→ 文書抜粋
すなわち、疎水性の大きいポリエステル繊維には分散染
料のような疎水性染料を用い、ナイロン繊維には酸性染
料を用い、酸性の染着座席を持つアクリル繊維にはカチ
オン染料を用いなければならない。またレーヨン繊維の
ような再生繊維は親水性を示すので反応染料や直接染料
などで容易に染色されるが、アセテート繊維のような半
合成繊維は疎水性が大きいため分散染料のような疎水性
染料を使用しなければならない。さらに、アスベスト繊
維やガラス繊維のような無機繊維は完全な疎水性のため
染着性を示さない。
【0005】また染顔料の選択により染色できる化学繊
維であっても、均一で一定濃度に染色したり、高堅牢度
を保持するためには染色助剤を使用しなければならない
ものもあり、化学繊維の種類に応じた種々の染色助剤が
従来から提案されている(例えば、特公昭56−387
12号公報、特開平3−132880号公報など)。
【0006】
【発明が解決しようとする課題】化学繊維を主材として
抄造したシートであって染色が施されている染色シート
を製造するために化学繊維を染色しようとする場合に
は、上述したように化学繊維の種類によって使用する染
顔料や染色助剤が制限され、さらには染色時間や染色温
度といった染色条件も考慮しなければならなかった。
【0007】また、化学繊維を主材とするシートに使用
される繊維の繊維長は、木材繊維よりも長いものが多い
ため、シート形成時にシート同士の絡み合いが起こりや
すい。さらに化学繊維には叩解処理によりフィブリル化
が起こらないものが多く、シート形成時に濾水性が良す
ぎるため繊維が均一に分散されないままシート化され
る。これらの理由によりシートの地合が悪くなる傾向が
ある。

→ データセットエントリ
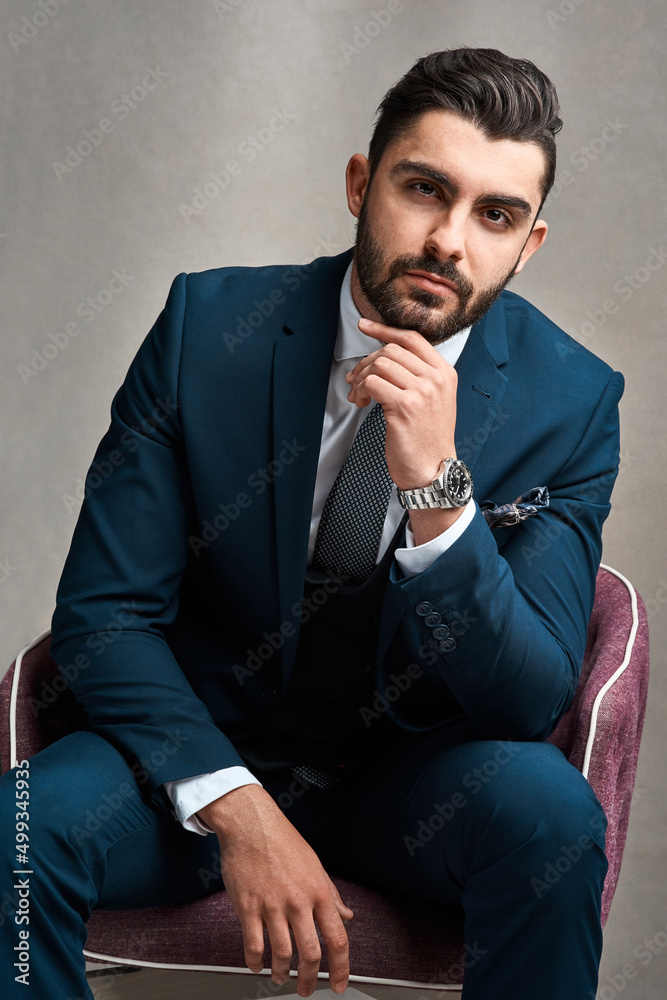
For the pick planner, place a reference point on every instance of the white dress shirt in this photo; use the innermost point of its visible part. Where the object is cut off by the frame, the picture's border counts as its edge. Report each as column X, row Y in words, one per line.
column 341, row 422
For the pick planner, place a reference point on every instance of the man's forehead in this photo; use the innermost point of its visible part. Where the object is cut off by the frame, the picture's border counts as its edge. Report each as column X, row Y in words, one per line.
column 456, row 147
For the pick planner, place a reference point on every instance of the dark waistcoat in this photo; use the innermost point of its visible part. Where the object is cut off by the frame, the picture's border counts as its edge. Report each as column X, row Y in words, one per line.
column 321, row 721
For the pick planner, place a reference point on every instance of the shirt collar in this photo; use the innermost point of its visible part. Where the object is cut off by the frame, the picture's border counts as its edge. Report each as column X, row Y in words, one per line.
column 352, row 343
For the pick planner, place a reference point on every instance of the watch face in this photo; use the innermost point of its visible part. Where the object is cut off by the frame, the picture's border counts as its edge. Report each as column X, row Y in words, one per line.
column 459, row 483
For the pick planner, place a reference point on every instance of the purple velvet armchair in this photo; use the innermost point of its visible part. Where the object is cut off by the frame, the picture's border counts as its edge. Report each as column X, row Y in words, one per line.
column 392, row 940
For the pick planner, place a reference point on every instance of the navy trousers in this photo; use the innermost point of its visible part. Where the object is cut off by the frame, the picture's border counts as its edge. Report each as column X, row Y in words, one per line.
column 511, row 831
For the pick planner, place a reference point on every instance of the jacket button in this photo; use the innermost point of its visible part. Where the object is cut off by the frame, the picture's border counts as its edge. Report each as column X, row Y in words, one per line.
column 269, row 698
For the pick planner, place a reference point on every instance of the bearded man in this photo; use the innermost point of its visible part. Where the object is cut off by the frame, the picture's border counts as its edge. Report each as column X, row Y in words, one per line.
column 302, row 636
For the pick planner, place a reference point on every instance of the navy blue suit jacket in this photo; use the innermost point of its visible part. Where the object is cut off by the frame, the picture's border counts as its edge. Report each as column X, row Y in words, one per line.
column 190, row 550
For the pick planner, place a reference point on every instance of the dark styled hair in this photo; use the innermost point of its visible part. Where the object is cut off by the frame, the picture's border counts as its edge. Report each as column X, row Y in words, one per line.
column 506, row 98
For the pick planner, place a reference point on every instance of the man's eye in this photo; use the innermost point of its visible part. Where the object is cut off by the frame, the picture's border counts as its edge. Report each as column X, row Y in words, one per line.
column 424, row 188
column 495, row 215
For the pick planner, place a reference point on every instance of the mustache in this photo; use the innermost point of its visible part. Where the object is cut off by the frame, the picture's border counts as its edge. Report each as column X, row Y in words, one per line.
column 440, row 268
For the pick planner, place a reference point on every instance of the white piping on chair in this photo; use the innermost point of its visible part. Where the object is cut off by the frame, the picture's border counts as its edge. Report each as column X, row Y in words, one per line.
column 323, row 975
column 14, row 695
column 245, row 971
column 617, row 673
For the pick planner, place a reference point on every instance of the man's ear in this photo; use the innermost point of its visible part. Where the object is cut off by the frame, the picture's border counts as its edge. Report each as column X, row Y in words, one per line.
column 538, row 235
column 357, row 176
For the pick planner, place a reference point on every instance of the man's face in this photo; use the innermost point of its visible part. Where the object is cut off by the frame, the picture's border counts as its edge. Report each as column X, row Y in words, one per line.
column 444, row 225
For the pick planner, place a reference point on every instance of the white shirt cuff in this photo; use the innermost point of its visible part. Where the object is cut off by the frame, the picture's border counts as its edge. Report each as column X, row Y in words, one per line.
column 190, row 794
column 414, row 559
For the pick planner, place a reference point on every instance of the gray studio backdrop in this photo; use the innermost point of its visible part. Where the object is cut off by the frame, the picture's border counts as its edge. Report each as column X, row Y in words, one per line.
column 142, row 139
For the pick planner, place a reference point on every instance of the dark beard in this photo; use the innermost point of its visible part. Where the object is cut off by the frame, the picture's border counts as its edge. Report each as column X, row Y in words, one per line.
column 418, row 312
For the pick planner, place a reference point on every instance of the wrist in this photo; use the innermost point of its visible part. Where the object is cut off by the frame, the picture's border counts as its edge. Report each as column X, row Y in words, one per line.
column 230, row 812
column 428, row 524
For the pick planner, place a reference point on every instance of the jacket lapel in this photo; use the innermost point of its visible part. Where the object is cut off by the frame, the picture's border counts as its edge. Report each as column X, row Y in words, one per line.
column 481, row 388
column 301, row 367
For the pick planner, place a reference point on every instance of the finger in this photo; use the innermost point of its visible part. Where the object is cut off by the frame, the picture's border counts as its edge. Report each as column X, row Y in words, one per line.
column 386, row 369
column 377, row 389
column 281, row 947
column 410, row 339
column 345, row 911
column 397, row 353
column 338, row 948
column 253, row 943
column 310, row 953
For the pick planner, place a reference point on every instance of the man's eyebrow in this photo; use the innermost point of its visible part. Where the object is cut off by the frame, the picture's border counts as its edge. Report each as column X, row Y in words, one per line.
column 417, row 167
column 523, row 207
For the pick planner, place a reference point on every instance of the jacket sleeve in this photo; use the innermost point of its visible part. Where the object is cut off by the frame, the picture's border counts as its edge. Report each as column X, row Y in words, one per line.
column 516, row 601
column 120, row 583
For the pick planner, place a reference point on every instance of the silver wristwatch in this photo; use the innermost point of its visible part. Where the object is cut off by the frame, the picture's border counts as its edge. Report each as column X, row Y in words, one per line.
column 452, row 487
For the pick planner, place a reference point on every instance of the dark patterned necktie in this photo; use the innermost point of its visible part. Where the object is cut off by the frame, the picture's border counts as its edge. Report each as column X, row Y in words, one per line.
column 354, row 513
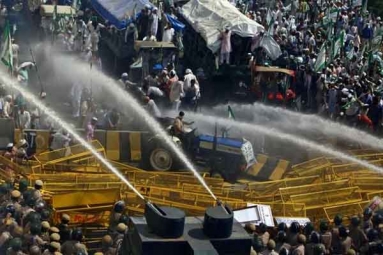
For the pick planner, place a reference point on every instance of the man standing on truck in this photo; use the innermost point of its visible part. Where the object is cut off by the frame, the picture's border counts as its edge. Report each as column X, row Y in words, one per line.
column 178, row 127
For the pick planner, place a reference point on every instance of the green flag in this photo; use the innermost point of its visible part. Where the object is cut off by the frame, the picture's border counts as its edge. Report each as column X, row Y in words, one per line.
column 351, row 53
column 269, row 18
column 231, row 114
column 320, row 63
column 337, row 45
column 6, row 47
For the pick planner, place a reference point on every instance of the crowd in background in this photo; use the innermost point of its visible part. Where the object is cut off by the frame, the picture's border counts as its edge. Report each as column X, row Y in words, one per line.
column 27, row 225
column 334, row 47
column 362, row 235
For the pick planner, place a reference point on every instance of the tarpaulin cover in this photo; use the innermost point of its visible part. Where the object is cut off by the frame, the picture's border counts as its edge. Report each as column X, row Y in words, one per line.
column 177, row 25
column 207, row 17
column 118, row 12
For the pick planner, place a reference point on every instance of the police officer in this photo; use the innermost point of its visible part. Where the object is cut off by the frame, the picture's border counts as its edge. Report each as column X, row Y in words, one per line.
column 315, row 242
column 15, row 200
column 107, row 245
column 308, row 229
column 372, row 247
column 357, row 235
column 270, row 248
column 263, row 234
column 45, row 231
column 325, row 235
column 21, row 153
column 292, row 236
column 335, row 239
column 64, row 227
column 33, row 238
column 55, row 237
column 119, row 237
column 15, row 247
column 52, row 249
column 114, row 218
column 74, row 245
column 300, row 249
column 38, row 187
column 367, row 222
column 281, row 241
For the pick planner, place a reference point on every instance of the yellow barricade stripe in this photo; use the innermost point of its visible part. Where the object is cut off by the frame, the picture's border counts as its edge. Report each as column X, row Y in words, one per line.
column 42, row 141
column 113, row 145
column 135, row 146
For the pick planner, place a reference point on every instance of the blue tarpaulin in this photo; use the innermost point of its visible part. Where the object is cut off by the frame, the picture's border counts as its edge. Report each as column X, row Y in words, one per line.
column 177, row 25
column 120, row 12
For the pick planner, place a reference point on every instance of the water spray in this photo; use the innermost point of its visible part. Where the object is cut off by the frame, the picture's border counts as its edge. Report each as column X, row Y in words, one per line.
column 314, row 122
column 273, row 132
column 128, row 100
column 33, row 99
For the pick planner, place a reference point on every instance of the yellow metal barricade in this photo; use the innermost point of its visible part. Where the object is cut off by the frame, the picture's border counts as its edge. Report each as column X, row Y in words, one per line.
column 311, row 167
column 85, row 198
column 286, row 193
column 271, row 187
column 317, row 200
column 368, row 184
column 287, row 209
column 346, row 210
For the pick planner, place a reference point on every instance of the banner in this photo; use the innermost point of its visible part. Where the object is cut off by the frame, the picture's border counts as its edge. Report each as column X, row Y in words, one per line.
column 6, row 47
column 320, row 63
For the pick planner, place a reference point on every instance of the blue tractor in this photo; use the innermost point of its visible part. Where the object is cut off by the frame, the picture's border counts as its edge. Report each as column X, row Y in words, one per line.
column 227, row 157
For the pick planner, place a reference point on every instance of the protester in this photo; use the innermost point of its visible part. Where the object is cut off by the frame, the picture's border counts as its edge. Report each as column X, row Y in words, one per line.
column 90, row 127
column 24, row 118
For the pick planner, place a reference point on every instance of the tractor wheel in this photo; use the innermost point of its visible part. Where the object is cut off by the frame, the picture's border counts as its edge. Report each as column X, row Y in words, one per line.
column 161, row 159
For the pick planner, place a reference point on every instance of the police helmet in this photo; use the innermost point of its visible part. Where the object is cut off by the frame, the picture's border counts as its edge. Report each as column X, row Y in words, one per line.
column 35, row 229
column 355, row 221
column 15, row 244
column 282, row 227
column 372, row 235
column 77, row 235
column 119, row 206
column 367, row 212
column 281, row 236
column 294, row 227
column 308, row 228
column 343, row 232
column 315, row 237
column 323, row 226
column 10, row 208
column 338, row 219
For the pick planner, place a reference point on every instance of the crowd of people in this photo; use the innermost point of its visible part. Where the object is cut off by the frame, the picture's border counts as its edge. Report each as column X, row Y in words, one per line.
column 361, row 236
column 334, row 47
column 27, row 226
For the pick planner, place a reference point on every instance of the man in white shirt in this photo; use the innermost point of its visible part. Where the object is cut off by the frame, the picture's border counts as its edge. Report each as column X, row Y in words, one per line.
column 152, row 108
column 7, row 109
column 176, row 93
column 154, row 22
column 189, row 76
column 60, row 140
column 24, row 118
column 15, row 53
column 168, row 34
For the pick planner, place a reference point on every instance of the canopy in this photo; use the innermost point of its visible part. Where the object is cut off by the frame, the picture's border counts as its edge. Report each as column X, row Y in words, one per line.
column 118, row 12
column 209, row 17
column 48, row 10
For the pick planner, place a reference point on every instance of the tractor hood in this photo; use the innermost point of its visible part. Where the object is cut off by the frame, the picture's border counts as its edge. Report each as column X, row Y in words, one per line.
column 230, row 146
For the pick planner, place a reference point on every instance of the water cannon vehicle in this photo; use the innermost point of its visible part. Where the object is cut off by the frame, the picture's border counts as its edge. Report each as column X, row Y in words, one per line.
column 227, row 157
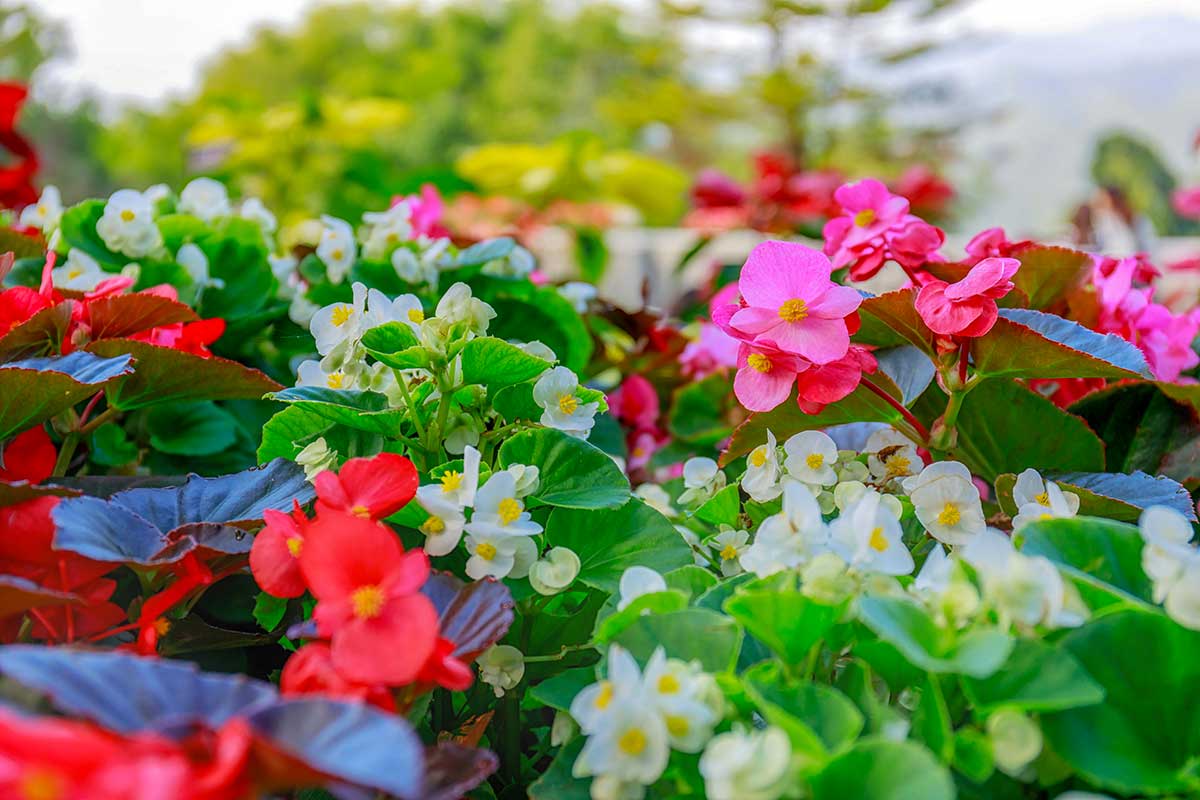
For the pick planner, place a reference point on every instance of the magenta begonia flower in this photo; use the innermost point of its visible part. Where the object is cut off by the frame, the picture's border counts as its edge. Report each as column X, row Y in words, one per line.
column 967, row 308
column 792, row 305
column 765, row 377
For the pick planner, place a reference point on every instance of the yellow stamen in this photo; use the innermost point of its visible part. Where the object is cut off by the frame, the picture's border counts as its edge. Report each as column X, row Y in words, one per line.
column 509, row 510
column 793, row 311
column 948, row 515
column 633, row 741
column 879, row 542
column 367, row 601
column 759, row 361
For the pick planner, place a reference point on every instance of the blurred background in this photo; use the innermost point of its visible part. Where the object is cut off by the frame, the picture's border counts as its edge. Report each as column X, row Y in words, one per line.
column 1048, row 118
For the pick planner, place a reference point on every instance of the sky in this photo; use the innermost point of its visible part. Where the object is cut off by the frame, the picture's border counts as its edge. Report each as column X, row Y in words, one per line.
column 149, row 49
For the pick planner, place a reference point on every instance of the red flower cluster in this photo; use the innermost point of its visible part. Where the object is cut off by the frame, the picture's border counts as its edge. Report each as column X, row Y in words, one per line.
column 376, row 627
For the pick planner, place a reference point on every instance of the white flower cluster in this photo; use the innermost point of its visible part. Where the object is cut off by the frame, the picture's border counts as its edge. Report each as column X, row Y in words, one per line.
column 634, row 719
column 1173, row 564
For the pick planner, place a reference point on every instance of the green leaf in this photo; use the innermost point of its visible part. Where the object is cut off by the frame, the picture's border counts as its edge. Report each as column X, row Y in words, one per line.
column 191, row 428
column 1102, row 557
column 1035, row 344
column 571, row 473
column 693, row 633
column 496, row 364
column 784, row 620
column 611, row 540
column 978, row 653
column 819, row 720
column 996, row 433
column 34, row 390
column 880, row 769
column 1037, row 677
column 1145, row 735
column 166, row 376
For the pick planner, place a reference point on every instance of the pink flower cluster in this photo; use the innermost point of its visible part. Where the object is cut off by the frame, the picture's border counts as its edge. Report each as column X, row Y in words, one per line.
column 876, row 227
column 793, row 328
column 1128, row 310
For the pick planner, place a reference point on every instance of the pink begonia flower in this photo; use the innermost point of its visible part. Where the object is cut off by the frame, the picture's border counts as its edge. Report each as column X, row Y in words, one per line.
column 765, row 376
column 821, row 385
column 792, row 305
column 1187, row 202
column 967, row 308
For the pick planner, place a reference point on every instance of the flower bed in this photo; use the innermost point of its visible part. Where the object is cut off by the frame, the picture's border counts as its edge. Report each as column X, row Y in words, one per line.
column 390, row 515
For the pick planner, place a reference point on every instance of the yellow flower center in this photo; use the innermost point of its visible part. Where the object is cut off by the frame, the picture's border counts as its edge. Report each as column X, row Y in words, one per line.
column 948, row 515
column 633, row 741
column 509, row 510
column 367, row 601
column 450, row 481
column 877, row 541
column 677, row 726
column 793, row 311
column 759, row 361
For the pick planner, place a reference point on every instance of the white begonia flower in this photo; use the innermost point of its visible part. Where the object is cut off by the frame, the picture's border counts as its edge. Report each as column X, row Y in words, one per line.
column 385, row 230
column 1032, row 488
column 205, row 198
column 502, row 667
column 1015, row 740
column 1023, row 589
column 1171, row 563
column 947, row 503
column 747, row 765
column 499, row 511
column 459, row 306
column 46, row 214
column 557, row 394
column 1057, row 505
column 339, row 325
column 127, row 224
column 688, row 698
column 256, row 211
column 892, row 455
column 579, row 294
column 555, row 572
column 316, row 458
column 336, row 248
column 637, row 581
column 791, row 537
column 702, row 479
column 761, row 479
column 655, row 497
column 730, row 545
column 869, row 537
column 811, row 456
column 79, row 272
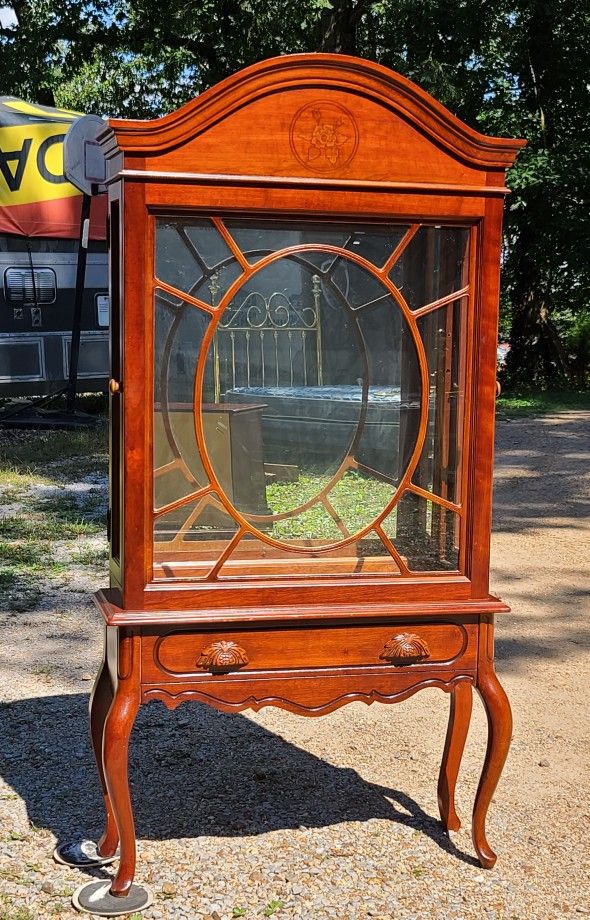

→ 作業指示
**a.** 文書抜粋に基づき、次の問いに答えよ。
(i) 酸性の染着座席を持つアクリル繊維に用いなければならない染料は何か。
(ii) 化学繊維を主材とするシートに使われる繊維の繊維長は、どの繊維より長いものが多いとされているか。
(iii) 無機繊維の例として挙げられている繊維を二つ答えよ。
**b.** エントリのうち、「of the protester」を含む行から「column 27, row 226」を含む行までを、両端の行も含めて、「police helmet」を「police cap」に入れ替えて書き直してください。ほかの部分は変えず、この範囲の行だけを示すこと。

→ 課題別解答
**a.**
(i) カチオン染料
(ii) 木材繊維
(iii) アスベスト繊維とガラス繊維

**b.**
For the pick planner, place a reference point on every instance of the protester in this photo; use the innermost point of its visible part. Where the object is cut off by the frame, the picture's border counts as its edge. Report each as column X, row Y in words, one per line.
column 90, row 127
column 24, row 118
For the pick planner, place a reference point on every instance of the tractor wheel in this photo; use the innermost point of its visible part. Where the object is cut off by the frame, the picture's border counts as its edge. Report each as column X, row Y in words, one per line.
column 161, row 159
For the pick planner, place a reference point on every instance of the police cap in this photo; use the innermost point of its visible part. Where the object is cut off by the frame, the picture's border counts as its edge. Report each as column X, row Y in words, one per line.
column 35, row 229
column 355, row 221
column 15, row 244
column 282, row 227
column 372, row 235
column 77, row 235
column 119, row 206
column 367, row 212
column 281, row 236
column 294, row 227
column 308, row 228
column 343, row 232
column 315, row 237
column 323, row 226
column 10, row 208
column 338, row 219
For the pick planner, place a reference point on every instance of the crowd of people in this photo; use the innermost point of its visible part. Where the object is cut off by the frame, the picture's border counts as its edge. Report each as column X, row Y in words, one per line.
column 361, row 236
column 334, row 47
column 27, row 226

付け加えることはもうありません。